Tasks to carry out:
1/ Decide whether each statement agrees with the memory-barrier thread, answering yes or no and quoting the words of the thread that settle it. (a) Sharing a store buffer between CPUs 1 and 3 would make CPU 3 more likely to see x==1. (b) Rob Landley calls himself an expert on memory barrier semantics. (c) The reported error is placed in Section TRANSITIVITY.
2/ Carry on the memory-barrier thread from its final line.

Passage shown:

However, this change does not make sense. If CPUs 1 and 3 shared a store
buffer, then CPU 3 would be more likely to see x==1. We need CPUs 1 and
2 to share a store buffer to make it more likely that CPU 3 will see x==0.
Thanx, Paul
>
> --
>
> Regards,
> Zhan Jianyu
>
>
> On Sat, Aug 31, 2013 at 12:16 PM, Rob Landley <[email protected]> wrote:
> > On 08/27/2013 05:34:22 AM, larmbr wrote:
> >>
> >> The memory-barriers document may has a error in Section TRANSITIVITY.
> >>
> >> For transitivity, see a example below, given that
> >>
> >> * CPU 2's load from X follows CPU 1's store to X, and
> >> CPU 2's load from Y preceds CPU 3's store to Y.
> >
> >
> > I'd prefer somebody with a better understanding of this code review it
> > before merging. I'm not a memory barrier semantics expert, I can't tell you
> > if this _is_ a bug.

Information shown:

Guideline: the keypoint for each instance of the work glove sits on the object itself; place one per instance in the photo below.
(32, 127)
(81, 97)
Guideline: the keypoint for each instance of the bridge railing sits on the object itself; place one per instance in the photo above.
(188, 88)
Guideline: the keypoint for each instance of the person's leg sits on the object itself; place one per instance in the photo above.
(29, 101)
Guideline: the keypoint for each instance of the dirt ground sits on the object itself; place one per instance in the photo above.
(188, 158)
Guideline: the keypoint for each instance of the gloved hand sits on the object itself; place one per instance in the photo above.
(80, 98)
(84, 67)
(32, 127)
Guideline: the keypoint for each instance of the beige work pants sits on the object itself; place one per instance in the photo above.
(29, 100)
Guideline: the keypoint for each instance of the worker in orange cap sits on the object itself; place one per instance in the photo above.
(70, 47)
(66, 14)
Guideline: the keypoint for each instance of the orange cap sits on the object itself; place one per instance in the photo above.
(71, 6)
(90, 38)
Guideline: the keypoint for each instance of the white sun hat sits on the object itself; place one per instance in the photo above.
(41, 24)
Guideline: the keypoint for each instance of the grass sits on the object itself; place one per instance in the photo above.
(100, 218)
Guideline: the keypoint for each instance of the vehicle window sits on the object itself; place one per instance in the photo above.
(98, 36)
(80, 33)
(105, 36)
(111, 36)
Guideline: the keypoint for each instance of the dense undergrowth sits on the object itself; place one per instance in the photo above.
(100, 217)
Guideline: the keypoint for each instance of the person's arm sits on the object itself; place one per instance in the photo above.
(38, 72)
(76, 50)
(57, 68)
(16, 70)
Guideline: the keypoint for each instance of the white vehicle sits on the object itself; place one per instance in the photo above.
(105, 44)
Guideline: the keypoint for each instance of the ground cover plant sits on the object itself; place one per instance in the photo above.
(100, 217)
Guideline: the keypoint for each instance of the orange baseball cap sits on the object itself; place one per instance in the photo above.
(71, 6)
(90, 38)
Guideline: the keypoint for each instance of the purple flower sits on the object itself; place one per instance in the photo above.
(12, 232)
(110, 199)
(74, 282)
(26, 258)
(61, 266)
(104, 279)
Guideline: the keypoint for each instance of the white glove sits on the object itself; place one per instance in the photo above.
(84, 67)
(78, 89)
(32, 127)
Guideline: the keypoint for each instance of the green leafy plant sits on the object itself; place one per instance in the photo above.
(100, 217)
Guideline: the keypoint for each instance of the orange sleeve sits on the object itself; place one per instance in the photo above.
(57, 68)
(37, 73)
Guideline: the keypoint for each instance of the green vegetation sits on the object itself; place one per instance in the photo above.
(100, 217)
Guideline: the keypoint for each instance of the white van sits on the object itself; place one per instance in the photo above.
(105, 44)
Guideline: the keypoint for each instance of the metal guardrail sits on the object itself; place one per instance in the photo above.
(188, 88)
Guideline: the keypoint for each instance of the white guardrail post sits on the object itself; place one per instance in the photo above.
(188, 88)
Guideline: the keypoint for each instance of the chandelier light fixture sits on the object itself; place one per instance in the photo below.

Results for the exercise:
1/
(a) Yes: "If CPUs 1 and 3 shared a store buffer, then CPU 3 would be more likely to see x==1."
(b) No: "I'm not a memory barrier semantics expert"
(c) Yes: "The memory-barriers document may has a error in Section TRANSITIVITY."

2/
> >
> >
> >> +The key point is that CPU 1's storing 1 to X preceds CPU 2's loading 1
> >
> >
> > precedes
> >
> >
> >> +from X, and CPU 2's loading 0 from Y preceds CPU 3's storing 1 to Y,
> >
> >
> > precedes
> >
> >
> >> +which implies a ordering that the general barrier in CPU 2 guarantees:
> >
> >
> > an ordering
> >
> >
> >> +all store and load operations must happen before those after the barrier
> >> +with respect to view of CPU 3, which constrained by a general barrier,
> >> too.
> >
> >
> > the view of (or possibly "from the point of view of", the current phrasing
> > is awkward)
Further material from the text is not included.